Problem to work on
Collect each line of the records below that contains the string "Query", and copy those lines out in order.

Excerpted data

--- start ---

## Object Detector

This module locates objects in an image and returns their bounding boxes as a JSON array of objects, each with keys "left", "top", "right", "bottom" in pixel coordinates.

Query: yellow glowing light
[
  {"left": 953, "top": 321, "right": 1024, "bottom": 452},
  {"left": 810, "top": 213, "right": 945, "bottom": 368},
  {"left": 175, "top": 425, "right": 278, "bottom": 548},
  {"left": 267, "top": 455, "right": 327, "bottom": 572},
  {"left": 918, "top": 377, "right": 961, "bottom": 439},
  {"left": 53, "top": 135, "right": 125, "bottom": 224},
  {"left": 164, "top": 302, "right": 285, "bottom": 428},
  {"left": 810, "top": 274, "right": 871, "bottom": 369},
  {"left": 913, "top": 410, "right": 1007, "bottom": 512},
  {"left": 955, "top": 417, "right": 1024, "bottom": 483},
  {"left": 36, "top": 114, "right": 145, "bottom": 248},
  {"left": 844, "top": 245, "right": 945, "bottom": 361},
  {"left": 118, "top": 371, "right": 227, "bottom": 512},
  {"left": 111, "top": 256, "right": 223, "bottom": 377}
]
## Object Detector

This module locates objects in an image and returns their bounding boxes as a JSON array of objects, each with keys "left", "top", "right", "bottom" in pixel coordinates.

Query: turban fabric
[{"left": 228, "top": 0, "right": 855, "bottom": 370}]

--- end ---
--- start ---

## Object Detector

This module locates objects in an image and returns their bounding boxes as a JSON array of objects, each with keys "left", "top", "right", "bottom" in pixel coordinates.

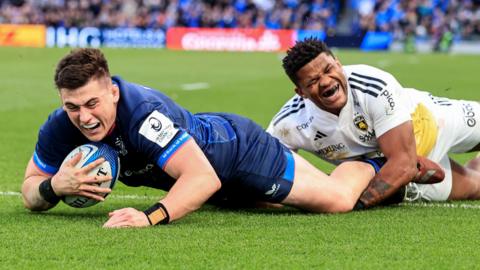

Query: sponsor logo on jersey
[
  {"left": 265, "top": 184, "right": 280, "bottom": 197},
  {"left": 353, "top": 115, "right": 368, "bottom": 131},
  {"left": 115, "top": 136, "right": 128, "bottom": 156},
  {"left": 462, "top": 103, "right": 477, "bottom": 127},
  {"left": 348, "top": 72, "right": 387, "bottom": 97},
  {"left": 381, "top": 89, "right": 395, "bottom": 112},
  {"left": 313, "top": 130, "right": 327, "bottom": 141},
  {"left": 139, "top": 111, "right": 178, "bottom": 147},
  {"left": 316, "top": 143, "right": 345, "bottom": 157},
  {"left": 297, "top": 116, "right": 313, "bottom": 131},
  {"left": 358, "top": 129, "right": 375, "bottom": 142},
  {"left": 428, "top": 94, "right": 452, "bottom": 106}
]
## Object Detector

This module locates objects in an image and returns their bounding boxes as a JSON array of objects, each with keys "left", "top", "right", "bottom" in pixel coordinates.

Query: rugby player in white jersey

--- end ---
--- start ---

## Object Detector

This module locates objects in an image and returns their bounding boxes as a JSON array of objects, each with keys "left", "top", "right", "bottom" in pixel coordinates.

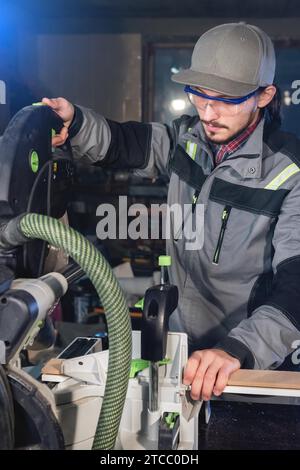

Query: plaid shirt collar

--- end ---

Reply to the task
Query: yellow glowing light
Query: turban fabric
Query: sponsor logo on jersey
Query: rugby player in white jersey
Query: plaid shirt collar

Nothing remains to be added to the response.